=== Dataset entries ===

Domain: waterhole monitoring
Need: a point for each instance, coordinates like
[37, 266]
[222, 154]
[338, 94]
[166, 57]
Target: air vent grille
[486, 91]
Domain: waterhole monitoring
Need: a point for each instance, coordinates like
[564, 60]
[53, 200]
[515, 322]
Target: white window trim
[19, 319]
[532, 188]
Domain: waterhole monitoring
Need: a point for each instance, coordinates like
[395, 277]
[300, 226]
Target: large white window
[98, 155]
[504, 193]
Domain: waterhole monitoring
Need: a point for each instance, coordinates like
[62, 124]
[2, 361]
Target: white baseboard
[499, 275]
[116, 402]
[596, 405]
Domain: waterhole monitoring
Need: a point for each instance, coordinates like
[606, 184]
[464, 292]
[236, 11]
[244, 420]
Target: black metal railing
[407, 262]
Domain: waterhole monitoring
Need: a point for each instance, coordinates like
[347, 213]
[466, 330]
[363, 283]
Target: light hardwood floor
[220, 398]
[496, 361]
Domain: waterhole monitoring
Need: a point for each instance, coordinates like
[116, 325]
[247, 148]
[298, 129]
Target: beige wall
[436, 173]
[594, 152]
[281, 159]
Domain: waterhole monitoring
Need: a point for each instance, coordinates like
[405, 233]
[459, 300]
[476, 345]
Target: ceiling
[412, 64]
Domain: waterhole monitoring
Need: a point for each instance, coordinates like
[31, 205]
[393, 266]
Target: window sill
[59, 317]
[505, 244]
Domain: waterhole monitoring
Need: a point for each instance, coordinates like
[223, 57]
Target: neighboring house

=== DIRECTIONS ===
Each line of the records above should be copied exactly.

=== RESPONSE TO THIS TASK ===
Domain: waterhole monitoring
Need: a point for each instance, coordinates like
[37, 266]
[222, 154]
[338, 94]
[166, 57]
Target: air vent grille
[486, 91]
Domain: waterhole monitoring
Need: a point for each instance, coordinates like
[564, 60]
[53, 200]
[515, 322]
Target: white window trim
[19, 319]
[532, 188]
Domain: waterhole monitoring
Need: a point for each instance, coordinates like
[395, 277]
[300, 226]
Target: large white window
[98, 155]
[504, 193]
Domain: waterhole monitoring
Need: a point for each instance, coordinates like
[62, 124]
[2, 361]
Target: white baseboard
[499, 275]
[116, 402]
[596, 405]
Domain: waterhole monitoring
Need: a point for each instance, coordinates like
[606, 184]
[464, 292]
[236, 11]
[244, 420]
Target: black metal railing
[407, 262]
Domain: waterhole monitoring
Need: a point for each instance, coordinates like
[347, 213]
[466, 330]
[363, 283]
Target: light hardwood floor
[220, 398]
[496, 361]
Domain: waterhole monitoring
Need: a point for each instance, coordinates like
[116, 325]
[247, 148]
[298, 129]
Target: beige wall
[436, 173]
[594, 152]
[281, 159]
Domain: waterhole monitoring
Need: a point for each instance, coordinates like
[405, 233]
[459, 300]
[476, 345]
Target: ceiling
[412, 64]
Domain: waterhole monitoring
Need: a point for each instance, coordinates like
[31, 205]
[393, 266]
Target: window sill
[59, 317]
[505, 244]
Domain: waterhole monitoring
Need: a point for each instance, coordinates like
[223, 57]
Target: neighboring house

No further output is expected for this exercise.